● Selected excerpt

•••••

Video-drome

Nov 29, 2011 14:32

Hey,

So this Fall has seen a bumper crop of video games and I've been playing them. Here's what I've been playing and what I thought of them:



Gears of War 3 -- I bought this mostly because I bought the first two. Marcus Fenix still gargles with ground glass. The back-story continues to get more and more convoluted. Near the end of the game, they raise obvious questions that the game promptly never answers (and not loose-end kind of stuff either). With each installment of the game, it's like a different writing staff takes over in an elaborate game of Eat Poop You Cat.

But the writing isn't really why I'm here now, is it? Nope, I want comically beefy guys with big guns shooting up everything that moves and you get plenty of that here. Lots of great set-pieces so the battles happen in the air, under the sea, and in a variety of interesting locales. It's a solid shooter.

•••••

● What to do
Answer these questions using the Gears of War 3 post:
(a) According to the post, why did the writer buy Gears of War 3?
(b) Where do the battles in the game take place, as the post lists them?
(c) On what date was the post published?

•••••

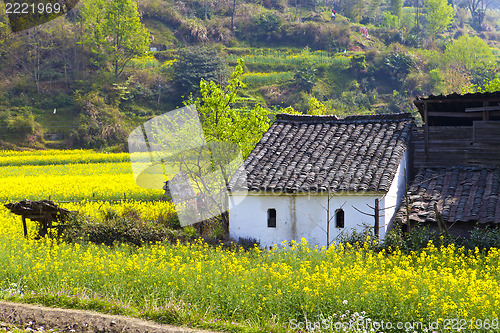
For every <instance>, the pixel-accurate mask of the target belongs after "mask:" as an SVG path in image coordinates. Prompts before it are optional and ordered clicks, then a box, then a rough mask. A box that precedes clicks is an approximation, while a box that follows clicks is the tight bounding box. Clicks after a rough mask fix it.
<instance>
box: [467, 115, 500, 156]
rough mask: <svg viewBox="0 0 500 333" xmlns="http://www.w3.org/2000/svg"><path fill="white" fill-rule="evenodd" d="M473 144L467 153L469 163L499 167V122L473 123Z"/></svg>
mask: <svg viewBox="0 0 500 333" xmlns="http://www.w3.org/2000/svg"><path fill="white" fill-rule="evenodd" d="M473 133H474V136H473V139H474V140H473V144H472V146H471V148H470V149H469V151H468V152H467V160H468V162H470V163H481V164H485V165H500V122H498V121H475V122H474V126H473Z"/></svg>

•••••

● Response
(a) Mostly because the writer had bought the first two games.
(b) In the air, under the sea, and in a variety of interesting locales.
(c) Nov 29, 2011.